*TASK DIRECTIONS:* Counting the line with "Coordinates are whole" as the last one, copy out the lines of the data exactly from the first onward.

===

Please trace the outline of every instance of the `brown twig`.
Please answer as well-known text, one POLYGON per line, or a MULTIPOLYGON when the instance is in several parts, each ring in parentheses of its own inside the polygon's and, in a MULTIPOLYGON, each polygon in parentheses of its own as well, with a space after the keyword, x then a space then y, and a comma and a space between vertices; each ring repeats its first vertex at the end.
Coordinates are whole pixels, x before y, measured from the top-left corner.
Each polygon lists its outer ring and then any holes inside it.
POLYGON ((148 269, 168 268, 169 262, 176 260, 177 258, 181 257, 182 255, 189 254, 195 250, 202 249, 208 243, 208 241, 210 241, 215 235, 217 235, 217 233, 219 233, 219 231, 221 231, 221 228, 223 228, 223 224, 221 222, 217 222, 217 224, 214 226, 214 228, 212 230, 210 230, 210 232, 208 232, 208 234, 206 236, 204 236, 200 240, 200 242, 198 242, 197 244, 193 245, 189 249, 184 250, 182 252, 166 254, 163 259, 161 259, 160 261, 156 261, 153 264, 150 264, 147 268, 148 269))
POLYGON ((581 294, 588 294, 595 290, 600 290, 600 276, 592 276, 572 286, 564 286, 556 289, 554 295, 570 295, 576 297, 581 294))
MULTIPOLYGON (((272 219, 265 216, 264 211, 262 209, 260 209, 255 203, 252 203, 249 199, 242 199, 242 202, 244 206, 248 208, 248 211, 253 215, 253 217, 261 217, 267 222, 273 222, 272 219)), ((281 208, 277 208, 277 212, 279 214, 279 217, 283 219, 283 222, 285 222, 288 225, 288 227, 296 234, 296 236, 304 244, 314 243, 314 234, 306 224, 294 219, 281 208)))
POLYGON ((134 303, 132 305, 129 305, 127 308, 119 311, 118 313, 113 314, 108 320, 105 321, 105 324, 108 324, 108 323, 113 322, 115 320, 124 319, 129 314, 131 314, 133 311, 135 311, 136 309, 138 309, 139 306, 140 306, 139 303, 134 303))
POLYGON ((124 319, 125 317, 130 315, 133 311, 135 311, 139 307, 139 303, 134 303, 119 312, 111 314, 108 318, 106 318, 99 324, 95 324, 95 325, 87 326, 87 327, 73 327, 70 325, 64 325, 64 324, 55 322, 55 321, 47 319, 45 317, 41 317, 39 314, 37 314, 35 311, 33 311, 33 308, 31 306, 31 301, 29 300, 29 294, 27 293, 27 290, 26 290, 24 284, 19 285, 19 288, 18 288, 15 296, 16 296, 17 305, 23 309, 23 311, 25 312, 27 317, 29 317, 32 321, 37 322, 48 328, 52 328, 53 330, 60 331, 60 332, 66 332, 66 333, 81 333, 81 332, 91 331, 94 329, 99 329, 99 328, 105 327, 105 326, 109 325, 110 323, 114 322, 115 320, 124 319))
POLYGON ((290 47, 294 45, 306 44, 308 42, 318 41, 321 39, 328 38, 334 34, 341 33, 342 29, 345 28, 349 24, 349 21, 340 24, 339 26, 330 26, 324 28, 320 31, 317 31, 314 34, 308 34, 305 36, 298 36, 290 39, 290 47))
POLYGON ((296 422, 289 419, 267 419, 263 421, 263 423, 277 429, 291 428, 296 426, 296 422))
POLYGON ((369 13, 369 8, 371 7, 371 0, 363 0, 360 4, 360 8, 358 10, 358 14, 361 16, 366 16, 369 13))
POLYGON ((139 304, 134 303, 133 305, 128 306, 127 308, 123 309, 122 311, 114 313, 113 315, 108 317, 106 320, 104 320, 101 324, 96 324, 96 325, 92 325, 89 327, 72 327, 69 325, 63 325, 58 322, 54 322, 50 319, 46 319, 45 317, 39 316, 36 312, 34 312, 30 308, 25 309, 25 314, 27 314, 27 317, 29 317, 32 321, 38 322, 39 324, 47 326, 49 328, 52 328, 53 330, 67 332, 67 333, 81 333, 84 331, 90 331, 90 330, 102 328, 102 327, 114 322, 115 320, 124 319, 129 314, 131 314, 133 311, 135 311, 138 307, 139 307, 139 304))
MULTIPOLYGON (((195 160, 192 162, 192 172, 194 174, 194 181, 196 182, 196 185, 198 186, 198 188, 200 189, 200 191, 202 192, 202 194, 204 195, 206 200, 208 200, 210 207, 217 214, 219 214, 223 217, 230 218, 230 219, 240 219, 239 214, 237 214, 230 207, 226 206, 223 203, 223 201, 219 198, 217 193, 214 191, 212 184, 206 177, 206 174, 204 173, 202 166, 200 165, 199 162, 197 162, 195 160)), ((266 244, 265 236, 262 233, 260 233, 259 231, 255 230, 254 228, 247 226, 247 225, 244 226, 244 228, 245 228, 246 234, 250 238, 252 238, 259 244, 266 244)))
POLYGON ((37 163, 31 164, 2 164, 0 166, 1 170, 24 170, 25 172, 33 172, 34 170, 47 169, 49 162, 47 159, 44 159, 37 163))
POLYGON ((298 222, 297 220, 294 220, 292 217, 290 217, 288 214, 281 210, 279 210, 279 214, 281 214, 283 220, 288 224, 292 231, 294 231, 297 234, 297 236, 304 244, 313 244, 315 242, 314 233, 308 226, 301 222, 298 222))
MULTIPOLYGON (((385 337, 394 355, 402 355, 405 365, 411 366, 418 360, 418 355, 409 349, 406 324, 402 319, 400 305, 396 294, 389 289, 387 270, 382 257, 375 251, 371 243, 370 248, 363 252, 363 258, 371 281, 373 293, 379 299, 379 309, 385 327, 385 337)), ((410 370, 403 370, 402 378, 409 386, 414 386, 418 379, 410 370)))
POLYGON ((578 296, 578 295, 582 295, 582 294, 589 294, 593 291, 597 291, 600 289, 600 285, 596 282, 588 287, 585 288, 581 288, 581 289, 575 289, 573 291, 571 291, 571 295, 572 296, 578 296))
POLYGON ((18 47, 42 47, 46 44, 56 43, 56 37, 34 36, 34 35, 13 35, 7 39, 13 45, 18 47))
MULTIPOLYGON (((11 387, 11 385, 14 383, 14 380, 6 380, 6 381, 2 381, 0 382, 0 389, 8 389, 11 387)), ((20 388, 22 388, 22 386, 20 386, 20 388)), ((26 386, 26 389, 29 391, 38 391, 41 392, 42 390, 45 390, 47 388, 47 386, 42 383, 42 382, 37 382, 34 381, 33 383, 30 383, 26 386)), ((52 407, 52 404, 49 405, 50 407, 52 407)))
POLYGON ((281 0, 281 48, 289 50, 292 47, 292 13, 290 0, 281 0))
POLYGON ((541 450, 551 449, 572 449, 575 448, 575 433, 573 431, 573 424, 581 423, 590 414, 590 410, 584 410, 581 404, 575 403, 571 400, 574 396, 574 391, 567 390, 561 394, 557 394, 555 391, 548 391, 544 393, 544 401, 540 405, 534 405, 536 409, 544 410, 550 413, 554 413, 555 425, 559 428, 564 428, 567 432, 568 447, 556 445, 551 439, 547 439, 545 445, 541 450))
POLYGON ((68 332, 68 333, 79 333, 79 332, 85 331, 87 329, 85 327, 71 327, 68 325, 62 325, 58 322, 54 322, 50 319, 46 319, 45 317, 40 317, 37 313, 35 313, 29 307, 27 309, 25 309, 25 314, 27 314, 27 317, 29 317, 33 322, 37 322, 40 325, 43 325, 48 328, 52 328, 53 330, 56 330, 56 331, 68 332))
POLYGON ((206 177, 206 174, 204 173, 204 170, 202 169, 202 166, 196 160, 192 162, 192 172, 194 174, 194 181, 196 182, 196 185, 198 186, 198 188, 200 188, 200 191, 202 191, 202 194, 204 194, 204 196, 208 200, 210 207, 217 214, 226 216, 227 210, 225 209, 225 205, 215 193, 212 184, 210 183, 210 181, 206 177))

===

*REPLY:*
Please trace the outline of every instance of the `brown twig`.
Please answer as well-known text, one POLYGON per line, or a MULTIPOLYGON when the instance is in several parts, each ring in parentheses of its own inside the polygon's and, in a MULTIPOLYGON, each polygon in parentheses of its own as well, with a space after the keyword, x then a space then y, and a comma and a space between vertices; each ring repeats its first vertex at the end.
Coordinates are whole pixels, x before y, measured from the top-left corner.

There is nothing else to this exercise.